#### [Data supplied]
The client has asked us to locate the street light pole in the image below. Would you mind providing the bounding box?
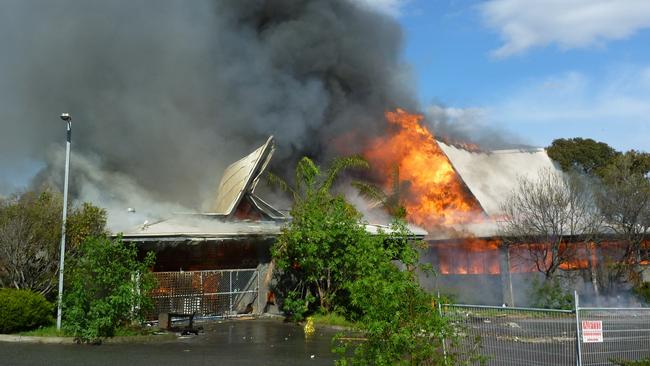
[56,113,72,330]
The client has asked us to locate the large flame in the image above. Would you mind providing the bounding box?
[364,109,481,228]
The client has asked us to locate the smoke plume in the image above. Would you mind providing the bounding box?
[0,0,417,214]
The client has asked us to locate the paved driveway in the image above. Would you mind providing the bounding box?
[0,320,336,366]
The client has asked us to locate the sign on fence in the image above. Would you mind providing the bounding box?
[582,320,603,343]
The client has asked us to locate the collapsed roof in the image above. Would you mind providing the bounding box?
[438,141,560,217]
[122,136,427,242]
[211,136,286,220]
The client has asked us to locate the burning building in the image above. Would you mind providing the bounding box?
[121,137,426,315]
[364,109,647,305]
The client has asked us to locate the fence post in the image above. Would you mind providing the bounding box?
[255,267,262,315]
[228,270,232,318]
[573,290,582,366]
[438,291,447,365]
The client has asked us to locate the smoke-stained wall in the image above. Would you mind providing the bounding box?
[0,0,417,208]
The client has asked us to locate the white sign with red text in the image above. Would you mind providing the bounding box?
[582,320,603,343]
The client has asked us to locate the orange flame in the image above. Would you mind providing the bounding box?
[364,109,481,228]
[436,238,501,274]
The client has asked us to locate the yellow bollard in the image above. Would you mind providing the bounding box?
[305,316,316,338]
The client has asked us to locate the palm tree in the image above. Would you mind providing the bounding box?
[267,155,370,203]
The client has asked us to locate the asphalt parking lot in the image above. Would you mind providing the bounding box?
[0,320,336,366]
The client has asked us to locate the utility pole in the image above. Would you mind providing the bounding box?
[56,113,72,330]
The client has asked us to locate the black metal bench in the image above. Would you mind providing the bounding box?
[158,312,199,335]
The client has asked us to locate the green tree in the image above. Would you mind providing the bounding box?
[336,221,458,365]
[546,137,620,176]
[63,237,155,342]
[0,188,106,296]
[269,157,368,320]
[272,158,458,365]
[597,152,650,290]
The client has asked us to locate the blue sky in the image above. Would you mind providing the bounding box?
[358,0,650,151]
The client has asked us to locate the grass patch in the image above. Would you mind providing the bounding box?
[311,313,355,328]
[18,324,70,337]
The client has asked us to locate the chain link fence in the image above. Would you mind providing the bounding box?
[438,295,650,366]
[150,269,260,319]
[441,305,576,366]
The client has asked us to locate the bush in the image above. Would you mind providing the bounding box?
[63,237,155,343]
[633,282,650,304]
[0,288,54,333]
[531,278,573,310]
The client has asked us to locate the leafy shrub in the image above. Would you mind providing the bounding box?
[63,237,155,343]
[531,278,573,310]
[0,288,54,333]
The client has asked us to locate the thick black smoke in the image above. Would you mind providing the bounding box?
[0,0,416,208]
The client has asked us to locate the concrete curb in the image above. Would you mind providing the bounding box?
[0,333,178,344]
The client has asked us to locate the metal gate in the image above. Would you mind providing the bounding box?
[151,269,260,318]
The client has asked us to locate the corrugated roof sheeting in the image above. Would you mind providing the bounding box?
[438,141,560,216]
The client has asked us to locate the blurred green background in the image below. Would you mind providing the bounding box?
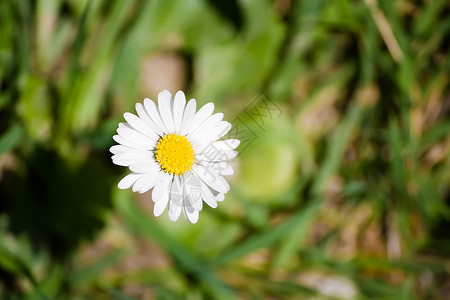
[0,0,450,299]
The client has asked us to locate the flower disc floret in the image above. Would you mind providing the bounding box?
[155,133,194,175]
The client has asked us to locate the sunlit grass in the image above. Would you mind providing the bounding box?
[0,0,450,299]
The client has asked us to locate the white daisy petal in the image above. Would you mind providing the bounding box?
[117,173,142,190]
[192,165,230,193]
[158,90,175,133]
[182,172,203,210]
[200,161,234,175]
[152,172,173,202]
[213,139,241,150]
[169,176,183,210]
[201,182,217,208]
[169,201,182,222]
[186,102,214,134]
[123,113,158,139]
[132,171,161,194]
[215,193,225,202]
[183,206,198,224]
[180,99,197,135]
[139,171,163,194]
[136,103,164,136]
[173,91,186,133]
[196,148,238,162]
[144,98,169,133]
[153,193,169,217]
[109,145,136,154]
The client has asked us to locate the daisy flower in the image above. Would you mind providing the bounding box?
[110,90,240,223]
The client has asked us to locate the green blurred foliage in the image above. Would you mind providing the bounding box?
[0,0,450,299]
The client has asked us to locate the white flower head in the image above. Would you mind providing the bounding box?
[110,90,240,223]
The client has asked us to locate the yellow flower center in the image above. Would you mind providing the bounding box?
[155,133,194,175]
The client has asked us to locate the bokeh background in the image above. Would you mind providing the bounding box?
[0,0,450,299]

#### [The exercise]
Pick out each line in the material above that contains the word "sign" and copy those lines in full.

#### [Response]
The client has asked us to locate the sign on fence in the image above. Would you mind providing the bounding box?
The client has asked us to locate the white sign with red text in the image above. Would you mind providing the bounding box?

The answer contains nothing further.